● **Ziel**:
Setze den Forenthread zum Preisunterschied zwischen einem Yamaha-CD-Player und einem Yamaha-DVD-Player im Anschluss an die letzte gezeigte Zeile fort.

● **Vorliegender Auszug**:
# [Yamaha] CD Player teurer als DVD Player... Qualitätsunterschied?



## Succer (26. August 2008)

*[Yamaha] CD Player teurer als DVD Player... Qualitätsunterschied?*

Moin, überlege mir nen neuen Scheibenspieler für meine Anlage zuzulegen.
Da ich keinen Fernseher habe, dachte ich mir, reicht auch nen CD Player!
Allerdings ist mir aufgefallen, dass der CD Player CDX-397 teurer ist als der DVD-Player DVD-S661...

Woran liegt das? Is da ein Unterschied in der Soundqualität? Oder ist das wie bei SD-RAM, dass der CD-Player nicht mehr hergestellt wird und deswegen so teuer ist?


----------



## Ketchup33 (26. August 2008)

*AW: [Yamaha] CD Player teurer als DVD Player... Qualitätsunterschied?*



			
				Succer am 26.08.2008 17:19 schrieb:
			
		

> Moin, überlege mir nen neuen Scheibenspieler für meine Anlage zuzulegen.
> Da ich keinen Fernseher habe, dachte ich mir, reicht auch nen CD Player!
> Allerdings ist mir aufgefallen, dass der CD Player CDX-397 teurer ist als der DVD-Player DVD-S661...
> 
> Woran liegt das? Is da ein Unterschied in der Soundqualität? Oder ist das wie bei SD-RAM, dass der CD-Player nicht mehr hergestellt wird und deswegen so teuer ist?



In dem Fall vermute ich eher, dass die verbauten Materialien (z.B. Alu-Front beim CDX-397) für den Preisunterschied ausschlaggebend sind. Ein Indiz dafür ist auch das Gewicht. 

Allerdings ist es des Öfteren auch so, dass reine CD-Player klanglich besser dastehen als DVD-Player der gleichen Preisklasse. Dafür würden auch folgende Tests sprechen

http://www.testberichte.de/test/produkt_tests_yamaha_hifi_cdx_397_mk_ii_p114580.html

http://www.testberichte.de/test/produkt_tests_yamaha_hifi_dvd_s661_p105071.html

bye, Thomas


----------



## AurionKratos (26. August 2008)

*AW: [Yamaha] CD Player teurer als DVD Player... Qualitätsunterschied?*

Ich habe den DVD-Player und benutze den u.A. auch für CDs. Der Klang (wie auch alles andere) ist sehr gut


----------



## Ketchup33 (26. August 2008)

*AW: [Yamaha] CD Player teurer als DVD Player... Qualitätsunterschied?*



			
				AurionKratos am 26.08.2008 17:45 schrieb:
			
		

> Ich habe den DVD-Player und benutze den u.A. auch für CDs. Der Klang (wie auch alles andere) ist sehr gut



... im Vergleich wozu? 

Das Ergebnis der Tester von der Stereoplay (siehe Link) ist damit wohl hinfällig.

bye, Thomas


----------



## Succer (26. August 2008)

*AW: [Yamaha] CD Player teurer als DVD Player... Qualitätsunterschied?*

Ist die Frage was genau mit "etwas Flau" gemeint ist, und wie stark sich dieses "etwas" bemerkbar macht...

Ein weiterer Pluspunkt für den DVD Player ist der USB Port!


----------



## Ketchup33 (26. August 2008)

Datensätze zur Punktannotation:
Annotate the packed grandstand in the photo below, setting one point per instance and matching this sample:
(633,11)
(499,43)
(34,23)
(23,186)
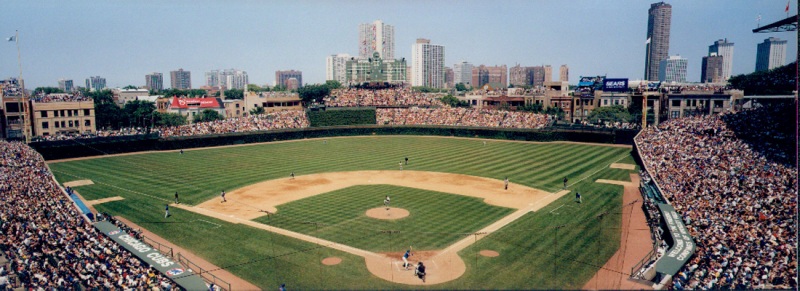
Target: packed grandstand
(735,186)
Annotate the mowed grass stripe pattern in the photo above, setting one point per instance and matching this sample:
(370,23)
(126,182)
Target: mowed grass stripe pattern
(267,259)
(436,219)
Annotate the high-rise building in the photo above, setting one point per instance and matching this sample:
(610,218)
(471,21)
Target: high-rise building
(771,54)
(229,79)
(95,83)
(336,67)
(548,73)
(657,45)
(376,37)
(65,85)
(711,71)
(154,81)
(427,64)
(725,49)
(563,73)
(495,76)
(462,73)
(180,79)
(673,69)
(375,69)
(281,78)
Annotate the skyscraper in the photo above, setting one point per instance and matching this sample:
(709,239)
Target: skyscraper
(673,69)
(711,71)
(281,78)
(462,73)
(376,37)
(95,83)
(65,85)
(657,45)
(336,67)
(180,79)
(563,73)
(427,64)
(771,54)
(725,49)
(154,81)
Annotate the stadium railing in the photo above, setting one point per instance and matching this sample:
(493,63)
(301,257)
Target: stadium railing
(208,276)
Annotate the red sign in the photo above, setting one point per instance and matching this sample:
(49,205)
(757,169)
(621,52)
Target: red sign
(187,103)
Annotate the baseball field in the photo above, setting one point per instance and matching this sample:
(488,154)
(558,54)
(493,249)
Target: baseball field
(448,204)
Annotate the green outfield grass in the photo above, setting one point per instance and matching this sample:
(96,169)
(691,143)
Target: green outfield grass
(436,219)
(534,253)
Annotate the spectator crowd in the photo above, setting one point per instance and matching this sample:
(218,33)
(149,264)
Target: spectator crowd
(738,203)
(268,121)
(460,117)
(353,97)
(47,241)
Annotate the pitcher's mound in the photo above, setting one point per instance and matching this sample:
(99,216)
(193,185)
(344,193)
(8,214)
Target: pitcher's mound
(392,213)
(488,253)
(330,261)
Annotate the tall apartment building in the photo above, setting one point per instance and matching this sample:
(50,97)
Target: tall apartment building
(563,73)
(657,45)
(495,76)
(673,69)
(154,81)
(376,37)
(95,83)
(725,49)
(66,85)
(281,78)
(181,79)
(427,64)
(770,54)
(462,73)
(711,70)
(336,67)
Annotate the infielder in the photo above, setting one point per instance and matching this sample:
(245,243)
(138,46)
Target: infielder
(405,259)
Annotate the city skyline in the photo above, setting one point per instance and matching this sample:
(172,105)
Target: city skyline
(275,39)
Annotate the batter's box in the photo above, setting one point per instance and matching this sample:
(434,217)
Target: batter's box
(565,206)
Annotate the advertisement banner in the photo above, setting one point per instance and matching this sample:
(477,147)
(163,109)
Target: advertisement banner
(162,263)
(615,85)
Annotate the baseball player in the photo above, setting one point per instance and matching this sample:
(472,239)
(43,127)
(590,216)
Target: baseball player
(420,271)
(405,259)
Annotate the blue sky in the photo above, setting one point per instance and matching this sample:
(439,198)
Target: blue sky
(124,40)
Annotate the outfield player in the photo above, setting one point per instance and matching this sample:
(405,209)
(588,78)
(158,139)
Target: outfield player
(405,259)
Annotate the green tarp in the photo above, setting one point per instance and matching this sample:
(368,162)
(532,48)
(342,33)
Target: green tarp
(682,247)
(164,264)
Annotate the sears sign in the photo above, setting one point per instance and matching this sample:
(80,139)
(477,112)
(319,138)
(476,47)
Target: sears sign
(615,85)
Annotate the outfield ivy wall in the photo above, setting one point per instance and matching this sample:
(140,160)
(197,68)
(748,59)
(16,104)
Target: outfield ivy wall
(100,146)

● **Antwort**:
*AW: [Yamaha] CD Player teurer als DVD Player... Qualitätsunterschied?*



			
				Succer am 26.08.2008 18:15 schrieb:
			
		

> Ist die Frage was genau mit "etwas Flau" gemeint ist, ....



Ich würde "flau" mit "unspektakulär", "wenig dynamisch", "weniger klangfarbenstark" oder "kühl" übersetzen. Jetzt so aus dem Stehgreif.  



			
				Succer am 26.08.2008 18:15 schrieb:
			
		

> .... und wie stark sich dieses "etwas" bemerkbar macht...
> 
> Ein weiterer Pluspunkt für den DVD Player ist der USB Port!



In der Praxis merkt der "Normal-User" den Unterschied zu einem sehr gut/exzellent klingenden CD-Player nicht so stark. Kommt ja auch ganz drauf an, was letztlich sonst noch so in der HiFi-Kette mitspielt. Je höher die Qualität der anderen Geräte, desto deutlicher auch der Unterschied.

bye, Thomas


----------



## Succer (26. August 2008)

*AW: [Yamaha] CD Player teurer als DVD Player... Qualitätsunterschied?*

Hab den RX-V361 Verstärker (auch von Yamaha, deswegen würde ich auch gerne nen Player von denen haben), also "Mittelklasse" würde ich mal sagen, die Boxen sind eig. auch nicht sonderlich spektakulär würde ich sagen....


----------



## Herbboy (26. August 2008)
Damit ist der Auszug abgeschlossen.